■ **Given request**
Copy every one of the entries below word for word, leaving each character unchanged.

[BEGIN Records]

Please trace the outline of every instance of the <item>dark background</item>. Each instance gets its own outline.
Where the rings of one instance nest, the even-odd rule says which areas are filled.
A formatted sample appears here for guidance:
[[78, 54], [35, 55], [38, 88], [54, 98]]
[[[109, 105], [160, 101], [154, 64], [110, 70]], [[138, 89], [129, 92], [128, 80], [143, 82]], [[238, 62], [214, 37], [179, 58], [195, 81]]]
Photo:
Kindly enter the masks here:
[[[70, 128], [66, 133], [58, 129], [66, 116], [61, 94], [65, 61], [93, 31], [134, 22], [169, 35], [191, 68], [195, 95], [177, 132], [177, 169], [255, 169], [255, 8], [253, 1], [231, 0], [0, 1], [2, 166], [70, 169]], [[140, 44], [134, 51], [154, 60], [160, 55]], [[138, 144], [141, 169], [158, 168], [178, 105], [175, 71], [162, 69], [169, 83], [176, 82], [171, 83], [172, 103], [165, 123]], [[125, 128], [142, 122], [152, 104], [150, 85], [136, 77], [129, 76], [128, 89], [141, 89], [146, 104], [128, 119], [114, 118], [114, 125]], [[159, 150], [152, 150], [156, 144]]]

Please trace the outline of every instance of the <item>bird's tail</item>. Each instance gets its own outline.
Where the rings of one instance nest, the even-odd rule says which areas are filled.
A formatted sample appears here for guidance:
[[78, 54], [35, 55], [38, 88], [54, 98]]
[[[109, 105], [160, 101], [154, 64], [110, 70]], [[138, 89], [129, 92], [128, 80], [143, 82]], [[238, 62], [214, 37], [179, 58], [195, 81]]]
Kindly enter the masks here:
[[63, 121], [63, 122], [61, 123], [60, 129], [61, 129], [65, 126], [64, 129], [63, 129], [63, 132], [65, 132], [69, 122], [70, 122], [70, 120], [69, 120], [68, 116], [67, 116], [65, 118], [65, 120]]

[END Records]

■ **Final result**
Please trace the outline of every instance of the <item>dark background</item>. Each instance gets its own outline.
Where the rings of one instance nest, the even-odd rule says which areas are filled.
A formatted sample appears here for guidance:
[[78, 54], [35, 55], [38, 88], [54, 98]]
[[[109, 105], [160, 101], [154, 64], [110, 70]], [[138, 89], [129, 92], [128, 80], [143, 82]], [[238, 62], [214, 37], [179, 58], [195, 81]]]
Photo:
Kindly enter the masks here:
[[[70, 128], [66, 133], [58, 129], [66, 116], [61, 94], [65, 61], [93, 31], [134, 22], [169, 35], [191, 68], [195, 95], [177, 132], [177, 169], [255, 169], [255, 8], [253, 1], [231, 0], [0, 1], [2, 166], [70, 169]], [[140, 44], [134, 51], [154, 60], [160, 55]], [[138, 144], [141, 169], [158, 168], [178, 105], [175, 71], [162, 69], [169, 83], [176, 82], [171, 83], [172, 103], [165, 123]], [[125, 128], [142, 122], [152, 104], [150, 85], [136, 77], [129, 76], [128, 89], [141, 89], [146, 104], [128, 119], [114, 118], [114, 125]], [[159, 150], [152, 150], [156, 144]]]

Please trace the outline of every instance of the <item>bird's tail</item>. Each instance gets its own outline.
Where the rings of one instance nest, the even-odd rule says which areas are filled.
A formatted sample appears here for guidance:
[[78, 54], [35, 55], [38, 88], [54, 98]]
[[[109, 105], [160, 101], [154, 64], [110, 70]], [[138, 89], [129, 92], [128, 80], [143, 82]], [[238, 62], [214, 37], [179, 58], [195, 81]]]
Kindly enter the masks here:
[[63, 121], [63, 122], [61, 123], [60, 129], [61, 129], [65, 126], [64, 129], [63, 129], [63, 132], [65, 132], [69, 122], [70, 122], [70, 120], [69, 120], [68, 116], [67, 116], [65, 118], [65, 120]]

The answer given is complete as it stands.